- [Region segmentation data]
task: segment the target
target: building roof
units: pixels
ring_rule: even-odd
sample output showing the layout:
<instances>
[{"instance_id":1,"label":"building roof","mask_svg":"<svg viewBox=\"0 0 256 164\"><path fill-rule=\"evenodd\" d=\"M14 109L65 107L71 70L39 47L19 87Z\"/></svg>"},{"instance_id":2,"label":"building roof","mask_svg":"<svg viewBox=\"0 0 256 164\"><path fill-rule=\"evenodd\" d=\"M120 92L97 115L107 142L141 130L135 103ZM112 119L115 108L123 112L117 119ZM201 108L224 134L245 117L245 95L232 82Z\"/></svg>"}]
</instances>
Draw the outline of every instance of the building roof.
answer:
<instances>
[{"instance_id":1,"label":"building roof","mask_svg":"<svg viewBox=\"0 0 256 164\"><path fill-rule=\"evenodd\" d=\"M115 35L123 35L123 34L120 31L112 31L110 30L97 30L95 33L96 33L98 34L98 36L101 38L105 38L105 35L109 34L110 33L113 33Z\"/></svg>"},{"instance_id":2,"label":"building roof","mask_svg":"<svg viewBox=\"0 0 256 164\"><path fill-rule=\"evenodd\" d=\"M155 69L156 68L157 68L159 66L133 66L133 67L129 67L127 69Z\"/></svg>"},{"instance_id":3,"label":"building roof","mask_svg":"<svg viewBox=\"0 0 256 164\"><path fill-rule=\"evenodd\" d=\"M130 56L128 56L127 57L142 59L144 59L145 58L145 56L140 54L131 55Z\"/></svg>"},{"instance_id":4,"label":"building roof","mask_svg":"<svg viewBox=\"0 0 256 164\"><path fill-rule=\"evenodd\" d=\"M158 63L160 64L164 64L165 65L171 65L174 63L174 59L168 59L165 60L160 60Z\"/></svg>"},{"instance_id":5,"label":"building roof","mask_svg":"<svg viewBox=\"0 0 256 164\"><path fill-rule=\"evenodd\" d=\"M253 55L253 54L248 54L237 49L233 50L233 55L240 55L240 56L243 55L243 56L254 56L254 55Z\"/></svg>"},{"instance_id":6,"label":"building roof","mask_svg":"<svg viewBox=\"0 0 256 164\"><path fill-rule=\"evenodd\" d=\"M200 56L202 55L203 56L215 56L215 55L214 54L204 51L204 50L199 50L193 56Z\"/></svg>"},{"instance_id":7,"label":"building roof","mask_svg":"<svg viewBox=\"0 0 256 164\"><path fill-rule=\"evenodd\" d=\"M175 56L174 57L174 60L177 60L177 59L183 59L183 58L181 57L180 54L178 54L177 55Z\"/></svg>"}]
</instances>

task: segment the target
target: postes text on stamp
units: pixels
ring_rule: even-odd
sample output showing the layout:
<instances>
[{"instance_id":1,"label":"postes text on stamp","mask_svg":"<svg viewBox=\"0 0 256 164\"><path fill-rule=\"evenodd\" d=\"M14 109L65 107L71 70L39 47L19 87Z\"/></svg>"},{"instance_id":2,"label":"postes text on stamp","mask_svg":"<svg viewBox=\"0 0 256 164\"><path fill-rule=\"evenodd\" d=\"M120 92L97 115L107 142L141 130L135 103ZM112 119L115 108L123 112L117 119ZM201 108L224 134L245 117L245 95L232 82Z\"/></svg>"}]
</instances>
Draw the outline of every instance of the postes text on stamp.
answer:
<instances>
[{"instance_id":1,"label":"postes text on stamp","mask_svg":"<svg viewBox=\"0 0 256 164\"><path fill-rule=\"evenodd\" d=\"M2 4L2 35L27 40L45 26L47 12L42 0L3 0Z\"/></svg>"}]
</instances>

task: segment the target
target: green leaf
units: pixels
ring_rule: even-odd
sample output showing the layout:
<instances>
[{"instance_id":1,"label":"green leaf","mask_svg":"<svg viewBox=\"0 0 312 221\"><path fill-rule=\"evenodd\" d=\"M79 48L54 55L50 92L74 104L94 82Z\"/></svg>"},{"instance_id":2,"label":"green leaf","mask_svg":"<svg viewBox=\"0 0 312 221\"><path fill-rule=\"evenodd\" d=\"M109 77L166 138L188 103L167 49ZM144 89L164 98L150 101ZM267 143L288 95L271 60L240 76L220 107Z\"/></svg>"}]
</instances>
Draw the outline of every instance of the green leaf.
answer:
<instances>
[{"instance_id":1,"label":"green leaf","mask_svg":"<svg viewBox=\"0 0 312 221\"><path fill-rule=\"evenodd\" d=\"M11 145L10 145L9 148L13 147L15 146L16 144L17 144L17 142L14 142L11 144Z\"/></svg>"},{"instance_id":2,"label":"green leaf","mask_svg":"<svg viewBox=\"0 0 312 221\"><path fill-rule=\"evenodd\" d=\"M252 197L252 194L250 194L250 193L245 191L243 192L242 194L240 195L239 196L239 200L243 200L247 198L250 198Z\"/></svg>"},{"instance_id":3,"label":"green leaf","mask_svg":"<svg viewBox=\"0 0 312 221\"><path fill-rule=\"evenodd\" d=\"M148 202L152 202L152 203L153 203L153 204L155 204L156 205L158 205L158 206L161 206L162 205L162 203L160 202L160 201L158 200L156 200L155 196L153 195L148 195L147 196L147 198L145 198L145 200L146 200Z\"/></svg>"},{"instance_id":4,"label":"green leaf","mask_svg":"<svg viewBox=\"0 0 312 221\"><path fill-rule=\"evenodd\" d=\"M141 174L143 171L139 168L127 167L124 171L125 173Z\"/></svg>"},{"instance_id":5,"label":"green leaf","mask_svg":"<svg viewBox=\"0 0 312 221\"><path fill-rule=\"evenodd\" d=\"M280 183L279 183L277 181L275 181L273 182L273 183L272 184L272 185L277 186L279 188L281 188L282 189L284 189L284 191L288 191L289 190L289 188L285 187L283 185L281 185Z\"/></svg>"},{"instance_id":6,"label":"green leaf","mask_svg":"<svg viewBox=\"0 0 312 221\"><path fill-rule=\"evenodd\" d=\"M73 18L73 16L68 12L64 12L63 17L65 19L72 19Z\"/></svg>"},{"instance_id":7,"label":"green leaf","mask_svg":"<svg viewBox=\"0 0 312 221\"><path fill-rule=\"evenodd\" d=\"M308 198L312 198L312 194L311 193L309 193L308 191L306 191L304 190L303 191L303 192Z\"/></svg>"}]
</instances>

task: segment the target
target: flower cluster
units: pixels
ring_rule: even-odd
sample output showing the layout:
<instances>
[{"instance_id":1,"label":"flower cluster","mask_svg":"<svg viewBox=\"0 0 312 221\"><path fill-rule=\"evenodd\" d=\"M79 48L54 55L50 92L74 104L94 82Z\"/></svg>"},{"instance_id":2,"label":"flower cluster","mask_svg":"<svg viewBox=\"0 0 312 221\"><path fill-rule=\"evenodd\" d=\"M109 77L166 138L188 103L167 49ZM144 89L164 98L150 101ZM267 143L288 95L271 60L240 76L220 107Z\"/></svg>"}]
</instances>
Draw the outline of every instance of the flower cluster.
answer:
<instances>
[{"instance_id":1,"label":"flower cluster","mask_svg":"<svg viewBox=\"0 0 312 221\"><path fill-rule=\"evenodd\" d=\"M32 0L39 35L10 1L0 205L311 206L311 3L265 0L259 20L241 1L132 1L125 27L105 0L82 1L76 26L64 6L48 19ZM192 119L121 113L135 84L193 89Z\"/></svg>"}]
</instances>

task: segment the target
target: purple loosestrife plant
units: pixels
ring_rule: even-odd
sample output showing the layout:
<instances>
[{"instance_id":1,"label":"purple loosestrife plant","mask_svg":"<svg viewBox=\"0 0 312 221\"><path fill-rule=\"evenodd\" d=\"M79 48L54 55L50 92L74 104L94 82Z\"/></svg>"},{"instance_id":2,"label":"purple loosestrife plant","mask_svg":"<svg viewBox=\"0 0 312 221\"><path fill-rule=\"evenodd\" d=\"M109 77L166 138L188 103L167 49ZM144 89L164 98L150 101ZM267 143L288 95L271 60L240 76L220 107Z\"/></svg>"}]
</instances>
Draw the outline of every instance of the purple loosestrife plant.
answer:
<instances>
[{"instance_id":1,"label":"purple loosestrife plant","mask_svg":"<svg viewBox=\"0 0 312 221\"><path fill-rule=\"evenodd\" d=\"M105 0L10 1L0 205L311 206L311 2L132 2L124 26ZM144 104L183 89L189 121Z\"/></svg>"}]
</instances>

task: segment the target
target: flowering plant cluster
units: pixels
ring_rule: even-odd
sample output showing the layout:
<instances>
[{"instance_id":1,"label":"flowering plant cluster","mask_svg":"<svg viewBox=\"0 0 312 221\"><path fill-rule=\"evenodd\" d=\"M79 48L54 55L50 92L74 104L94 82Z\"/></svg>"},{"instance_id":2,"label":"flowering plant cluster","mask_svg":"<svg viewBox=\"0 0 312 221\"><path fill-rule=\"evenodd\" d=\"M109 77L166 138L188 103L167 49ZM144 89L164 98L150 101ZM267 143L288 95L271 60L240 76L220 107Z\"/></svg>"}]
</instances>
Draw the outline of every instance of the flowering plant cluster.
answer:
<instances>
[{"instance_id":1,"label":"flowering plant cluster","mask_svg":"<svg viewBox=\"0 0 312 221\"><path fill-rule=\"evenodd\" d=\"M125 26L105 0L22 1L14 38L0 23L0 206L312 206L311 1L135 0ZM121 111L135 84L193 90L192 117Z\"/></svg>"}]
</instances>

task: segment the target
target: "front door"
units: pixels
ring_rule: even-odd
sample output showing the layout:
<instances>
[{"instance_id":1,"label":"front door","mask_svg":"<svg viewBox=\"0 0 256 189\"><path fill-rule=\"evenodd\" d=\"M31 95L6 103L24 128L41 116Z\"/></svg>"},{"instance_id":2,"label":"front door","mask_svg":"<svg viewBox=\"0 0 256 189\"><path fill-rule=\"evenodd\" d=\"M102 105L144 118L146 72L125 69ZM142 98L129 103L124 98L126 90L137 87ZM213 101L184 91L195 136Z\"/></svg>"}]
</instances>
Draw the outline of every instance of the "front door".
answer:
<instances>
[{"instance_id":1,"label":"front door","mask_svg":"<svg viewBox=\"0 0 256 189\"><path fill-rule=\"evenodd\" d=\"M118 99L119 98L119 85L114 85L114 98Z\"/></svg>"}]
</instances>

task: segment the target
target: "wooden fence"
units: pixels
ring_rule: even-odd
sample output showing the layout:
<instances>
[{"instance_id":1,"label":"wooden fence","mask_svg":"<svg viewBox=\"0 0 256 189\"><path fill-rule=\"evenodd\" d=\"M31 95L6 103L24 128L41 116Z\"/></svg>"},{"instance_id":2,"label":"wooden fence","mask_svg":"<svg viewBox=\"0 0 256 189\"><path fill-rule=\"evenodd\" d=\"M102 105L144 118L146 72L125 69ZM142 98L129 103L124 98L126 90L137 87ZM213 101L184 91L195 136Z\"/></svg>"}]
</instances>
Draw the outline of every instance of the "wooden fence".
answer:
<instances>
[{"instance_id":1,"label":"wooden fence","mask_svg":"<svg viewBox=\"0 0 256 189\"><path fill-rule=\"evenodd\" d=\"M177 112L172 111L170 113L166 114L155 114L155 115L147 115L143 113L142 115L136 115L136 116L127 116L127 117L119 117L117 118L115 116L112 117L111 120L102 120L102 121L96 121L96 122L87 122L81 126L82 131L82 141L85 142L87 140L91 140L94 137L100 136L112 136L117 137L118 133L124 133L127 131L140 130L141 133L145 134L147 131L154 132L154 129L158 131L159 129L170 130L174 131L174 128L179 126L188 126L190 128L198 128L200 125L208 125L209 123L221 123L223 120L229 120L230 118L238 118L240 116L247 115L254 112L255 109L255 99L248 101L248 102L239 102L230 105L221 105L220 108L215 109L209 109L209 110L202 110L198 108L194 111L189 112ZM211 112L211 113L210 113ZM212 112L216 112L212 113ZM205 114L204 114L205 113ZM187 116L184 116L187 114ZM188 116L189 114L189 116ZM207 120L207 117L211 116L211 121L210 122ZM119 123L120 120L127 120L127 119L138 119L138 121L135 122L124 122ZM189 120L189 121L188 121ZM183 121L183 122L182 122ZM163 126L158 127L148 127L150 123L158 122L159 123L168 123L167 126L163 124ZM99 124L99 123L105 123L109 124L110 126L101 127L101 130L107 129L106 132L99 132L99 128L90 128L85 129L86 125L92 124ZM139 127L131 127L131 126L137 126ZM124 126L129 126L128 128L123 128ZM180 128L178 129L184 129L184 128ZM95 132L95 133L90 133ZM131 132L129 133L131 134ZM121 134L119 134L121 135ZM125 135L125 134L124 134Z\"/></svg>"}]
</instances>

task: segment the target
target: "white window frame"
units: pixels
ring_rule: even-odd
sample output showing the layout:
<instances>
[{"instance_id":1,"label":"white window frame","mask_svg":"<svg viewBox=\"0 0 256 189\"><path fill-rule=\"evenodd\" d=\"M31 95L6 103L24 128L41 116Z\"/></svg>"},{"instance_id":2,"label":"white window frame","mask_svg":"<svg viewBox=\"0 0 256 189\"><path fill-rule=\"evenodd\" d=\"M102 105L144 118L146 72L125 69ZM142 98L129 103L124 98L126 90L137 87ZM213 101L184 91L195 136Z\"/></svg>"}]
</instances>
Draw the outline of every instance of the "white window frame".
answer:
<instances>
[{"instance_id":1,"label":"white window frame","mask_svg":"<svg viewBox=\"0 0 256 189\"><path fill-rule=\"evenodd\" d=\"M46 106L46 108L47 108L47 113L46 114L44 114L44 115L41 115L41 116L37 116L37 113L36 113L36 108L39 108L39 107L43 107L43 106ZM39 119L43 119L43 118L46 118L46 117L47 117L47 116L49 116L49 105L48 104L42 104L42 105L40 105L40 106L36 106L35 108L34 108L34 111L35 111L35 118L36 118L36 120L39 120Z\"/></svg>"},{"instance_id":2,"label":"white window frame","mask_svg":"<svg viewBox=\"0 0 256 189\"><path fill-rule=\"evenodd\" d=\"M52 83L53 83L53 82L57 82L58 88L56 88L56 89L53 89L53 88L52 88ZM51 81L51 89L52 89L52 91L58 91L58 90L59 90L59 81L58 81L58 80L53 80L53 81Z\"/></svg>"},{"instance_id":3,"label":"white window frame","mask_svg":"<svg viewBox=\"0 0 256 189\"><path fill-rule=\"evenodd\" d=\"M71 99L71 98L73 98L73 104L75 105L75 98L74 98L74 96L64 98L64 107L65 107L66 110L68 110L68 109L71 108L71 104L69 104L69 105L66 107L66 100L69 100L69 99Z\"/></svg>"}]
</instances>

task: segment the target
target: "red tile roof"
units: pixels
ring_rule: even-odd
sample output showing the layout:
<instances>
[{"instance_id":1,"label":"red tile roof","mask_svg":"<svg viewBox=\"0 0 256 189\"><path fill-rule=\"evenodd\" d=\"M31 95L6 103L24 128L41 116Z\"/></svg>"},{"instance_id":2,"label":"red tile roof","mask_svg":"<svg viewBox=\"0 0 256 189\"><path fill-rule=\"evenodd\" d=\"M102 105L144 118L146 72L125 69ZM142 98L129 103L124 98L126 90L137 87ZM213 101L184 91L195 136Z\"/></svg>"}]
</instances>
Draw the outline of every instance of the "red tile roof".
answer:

- [Problem to work on] Pick out every line above that contains the word "front". Copy each of those lines in full.

- [Task response]
target: "front door"
[{"instance_id":1,"label":"front door","mask_svg":"<svg viewBox=\"0 0 256 189\"><path fill-rule=\"evenodd\" d=\"M31 95L6 103L24 128L41 116Z\"/></svg>"},{"instance_id":2,"label":"front door","mask_svg":"<svg viewBox=\"0 0 256 189\"><path fill-rule=\"evenodd\" d=\"M102 105L144 118L146 72L125 69ZM142 98L129 103L124 98L126 90L137 87ZM213 101L184 91L195 136Z\"/></svg>"}]
Draw the outline of every instance of the "front door".
[{"instance_id":1,"label":"front door","mask_svg":"<svg viewBox=\"0 0 256 189\"><path fill-rule=\"evenodd\" d=\"M118 99L119 98L119 85L114 85L114 98Z\"/></svg>"}]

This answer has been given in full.